Before the celebrations came to New Orleans, the tradition of Mardi Gras started in medieval Europe and made its way to the United States in the early 1700s, according to Mardi Gras New Orleans. Mardi Gras was celebrated with grand balls in the 1740s and it wasn't until almost 100 years later that the parades were incorporated into the celebrations and even then they were fairly simple processions.

Since then, the carnival season has grown even further to include more celebrations over the months leading up to Mardi Gras.

"Just in the greater New Orleans area we list 70 different parades," she said. Each parade is put on by a different "krewe" of people who organize the parade and fund it. The krewe works along with the sanitation and police departments in the area to throw the parade, keep it safe and clean up afterward. Krewes do fundraising through the year and the season to help raise money to pay for things necessary to run the parade.

People also indulge in King Cake throughout the weeks leading up to Mardi Gras, another tradition that's present in the lives of those in New Orleans during carnival season.
------------------------------------
● **SHORT EXERCISE 1**
According to the Mardi Gras passage, in what decade was Mardi Gras celebrated with grand balls?
● **SHORT EXERCISE 2**
Please say whether each statement agrees with the Mardi Gras passage, and back each yes or no with the deciding words from it: (a) The tradition of Mardi Gras began in medieval Europe. (b) Krewes raise money only during the carnival season. (c) Each parade is organized and funded by a krewe.
● **SHORT EXERCISE 3**
Resume the Mardi Gras passage, starting after its last sentence.
------------------------------------
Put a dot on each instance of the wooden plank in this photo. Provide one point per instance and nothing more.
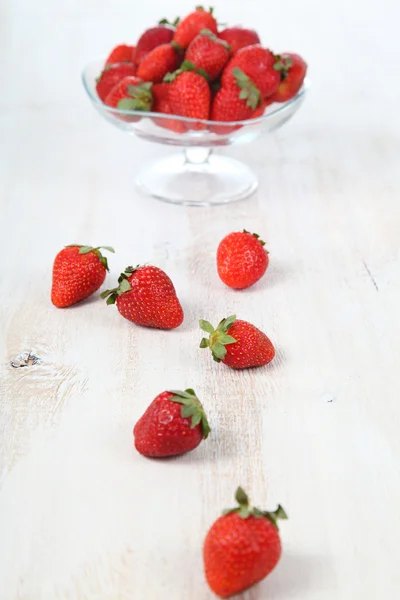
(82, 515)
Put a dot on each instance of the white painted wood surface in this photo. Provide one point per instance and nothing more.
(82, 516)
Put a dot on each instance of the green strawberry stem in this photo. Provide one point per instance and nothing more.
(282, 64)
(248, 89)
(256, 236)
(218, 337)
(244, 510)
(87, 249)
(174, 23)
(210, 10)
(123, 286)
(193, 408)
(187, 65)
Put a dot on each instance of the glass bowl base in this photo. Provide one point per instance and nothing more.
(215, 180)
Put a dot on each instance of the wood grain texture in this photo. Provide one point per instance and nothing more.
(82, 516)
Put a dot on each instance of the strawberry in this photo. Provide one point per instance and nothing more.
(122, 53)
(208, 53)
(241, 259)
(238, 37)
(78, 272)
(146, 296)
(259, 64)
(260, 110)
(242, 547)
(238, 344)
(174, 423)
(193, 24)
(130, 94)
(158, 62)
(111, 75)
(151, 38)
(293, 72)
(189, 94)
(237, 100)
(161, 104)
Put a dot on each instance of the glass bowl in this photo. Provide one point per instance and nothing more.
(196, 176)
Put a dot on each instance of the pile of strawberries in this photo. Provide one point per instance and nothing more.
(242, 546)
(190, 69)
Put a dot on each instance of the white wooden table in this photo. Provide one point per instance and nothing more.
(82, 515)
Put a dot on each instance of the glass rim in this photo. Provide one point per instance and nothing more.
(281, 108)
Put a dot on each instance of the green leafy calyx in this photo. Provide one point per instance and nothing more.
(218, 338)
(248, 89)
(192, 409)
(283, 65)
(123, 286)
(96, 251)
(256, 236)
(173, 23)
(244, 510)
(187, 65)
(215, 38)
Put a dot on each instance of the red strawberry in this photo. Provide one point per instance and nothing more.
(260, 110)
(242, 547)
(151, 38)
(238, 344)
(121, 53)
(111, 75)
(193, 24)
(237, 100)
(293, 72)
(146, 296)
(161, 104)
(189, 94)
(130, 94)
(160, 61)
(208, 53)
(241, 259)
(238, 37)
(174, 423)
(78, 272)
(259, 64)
------------------------------------
● **TASK RESULT 1**
The 1740s.

● **TASK RESULT 2**
(a) Yes: "the tradition of Mardi Gras started in medieval Europe"
(b) No: "Krewes do fundraising through the year and the season"
(c) Yes: "Each parade is put on by a different "krewe" of people who organize the parade and fund it"

● **TASK RESULT 3**
The tradition of the celebrations is strong: "People in the New Orleans area, we live for Mardi Gras, it's part of who we are," Mannino said.

"Mardi Gras is a family event, the parade route is on famous St. Charles Avenue and it's families getting together year after year on the same corner and bringing food, putting blankets down, it's a big deal for all of these parades," she added.

On Tuesday there are several parades that conclude the carnival season and bring an end to the months-long celebration season. Once Tuesday—also known as Fat Tuesday or Shrove Tuesday—is over the season of repenting and abstaining for lent begins.